To be done:
Rewrite the rows as a JSON list of strings with one string per line, beginning with the line that contains "Objective — drop a marker on each instance of the hazy" and continuing through the line that contains "[[58, 172]]". Include only those lines and omit any blank lines.

[Point-based annotation data]
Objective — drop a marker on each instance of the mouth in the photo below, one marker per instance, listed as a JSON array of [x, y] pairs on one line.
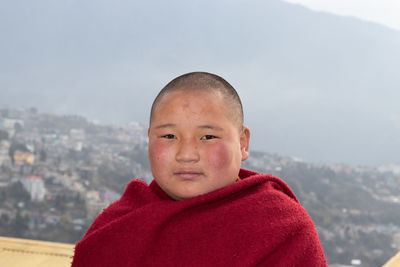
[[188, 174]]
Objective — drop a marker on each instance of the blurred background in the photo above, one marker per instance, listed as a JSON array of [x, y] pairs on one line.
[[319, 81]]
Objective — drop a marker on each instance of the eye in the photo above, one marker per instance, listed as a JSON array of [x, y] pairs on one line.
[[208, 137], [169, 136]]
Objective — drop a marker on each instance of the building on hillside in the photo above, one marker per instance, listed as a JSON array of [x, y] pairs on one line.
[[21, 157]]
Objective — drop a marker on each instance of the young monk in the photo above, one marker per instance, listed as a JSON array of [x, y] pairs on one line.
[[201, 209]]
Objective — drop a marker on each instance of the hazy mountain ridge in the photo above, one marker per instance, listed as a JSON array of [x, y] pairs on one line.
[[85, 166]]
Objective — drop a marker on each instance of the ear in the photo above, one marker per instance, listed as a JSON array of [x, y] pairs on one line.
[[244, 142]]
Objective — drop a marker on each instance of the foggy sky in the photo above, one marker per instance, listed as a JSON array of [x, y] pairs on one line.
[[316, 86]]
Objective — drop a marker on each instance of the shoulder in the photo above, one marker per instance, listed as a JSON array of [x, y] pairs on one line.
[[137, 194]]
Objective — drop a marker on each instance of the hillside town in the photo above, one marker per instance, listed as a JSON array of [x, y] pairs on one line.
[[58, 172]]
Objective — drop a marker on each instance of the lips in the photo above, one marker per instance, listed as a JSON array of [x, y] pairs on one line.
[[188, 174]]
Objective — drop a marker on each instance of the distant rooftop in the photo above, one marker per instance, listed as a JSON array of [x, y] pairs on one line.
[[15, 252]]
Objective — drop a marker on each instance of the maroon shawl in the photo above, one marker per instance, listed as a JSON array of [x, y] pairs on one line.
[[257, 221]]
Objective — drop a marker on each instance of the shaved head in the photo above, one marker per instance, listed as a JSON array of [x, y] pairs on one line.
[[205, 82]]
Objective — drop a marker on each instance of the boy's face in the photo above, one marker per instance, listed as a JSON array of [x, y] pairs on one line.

---

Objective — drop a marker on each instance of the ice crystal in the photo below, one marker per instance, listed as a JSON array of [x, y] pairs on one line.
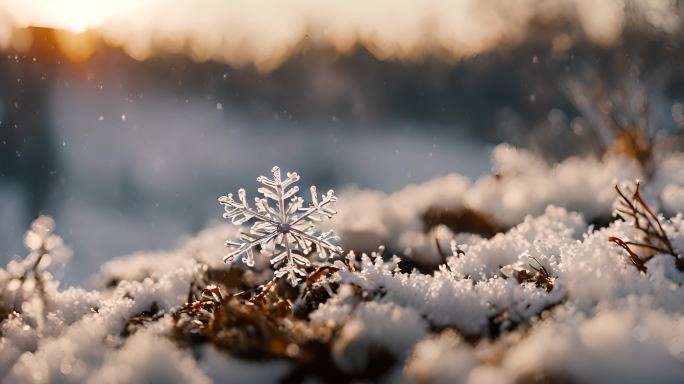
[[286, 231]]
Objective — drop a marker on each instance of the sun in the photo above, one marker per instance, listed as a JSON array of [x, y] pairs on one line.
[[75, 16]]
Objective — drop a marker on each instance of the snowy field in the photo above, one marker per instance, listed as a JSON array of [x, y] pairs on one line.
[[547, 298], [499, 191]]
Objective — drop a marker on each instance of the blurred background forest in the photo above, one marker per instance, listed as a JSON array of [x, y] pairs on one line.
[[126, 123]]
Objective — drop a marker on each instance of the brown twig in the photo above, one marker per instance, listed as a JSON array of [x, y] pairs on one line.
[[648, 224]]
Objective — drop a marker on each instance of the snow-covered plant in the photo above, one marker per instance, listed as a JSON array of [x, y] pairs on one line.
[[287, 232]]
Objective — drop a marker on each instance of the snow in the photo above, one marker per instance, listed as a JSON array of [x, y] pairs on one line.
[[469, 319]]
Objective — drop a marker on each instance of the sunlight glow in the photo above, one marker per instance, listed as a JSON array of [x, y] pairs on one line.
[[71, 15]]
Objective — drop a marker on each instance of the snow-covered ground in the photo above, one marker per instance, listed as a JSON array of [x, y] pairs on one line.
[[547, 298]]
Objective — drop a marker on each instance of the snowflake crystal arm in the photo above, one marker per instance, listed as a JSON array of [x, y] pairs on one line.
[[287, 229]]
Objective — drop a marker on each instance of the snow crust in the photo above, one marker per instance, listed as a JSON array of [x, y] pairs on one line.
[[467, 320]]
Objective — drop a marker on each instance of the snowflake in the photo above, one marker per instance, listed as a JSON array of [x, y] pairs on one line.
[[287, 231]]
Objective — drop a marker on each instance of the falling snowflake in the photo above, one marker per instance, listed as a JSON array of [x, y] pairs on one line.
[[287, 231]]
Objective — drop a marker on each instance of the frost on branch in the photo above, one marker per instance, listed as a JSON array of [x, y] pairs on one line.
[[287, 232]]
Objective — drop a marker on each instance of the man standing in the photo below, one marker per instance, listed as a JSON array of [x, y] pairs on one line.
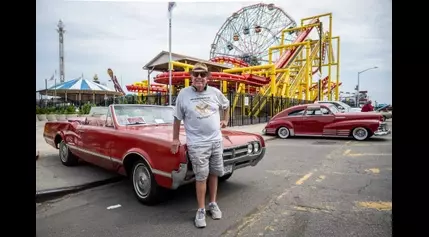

Solved problem:
[
  "Objective — drop a marker on each instance of the hazy mountain ridge in the photo above, one marker per instance, listed as a JSON array of [x, y] pairs on one line.",
  "[[85, 166]]",
  "Objective — drop a marker on each instance of the ear in the photo above, one marker per instance, listed as a JSON array of [x, y] pairs on one line.",
  "[[244, 142]]",
  "Objective — drop a marker on each instance of the foggy sky in the photo above, one marker per instance, listed as a JSON array of [x, y] pairs on one line.",
  "[[316, 86]]",
  "Objective — drop a marker on each instance of the shoulder in the photo above, one marker per instance, listed as a JSON array of [x, y] pairs on one line.",
  "[[137, 194]]",
  "Objective — drop a marker on each instance of the hillside town in the photo above, one marker per instance, listed as a JSON array of [x, y] pairs on one line.",
  "[[58, 172]]"
]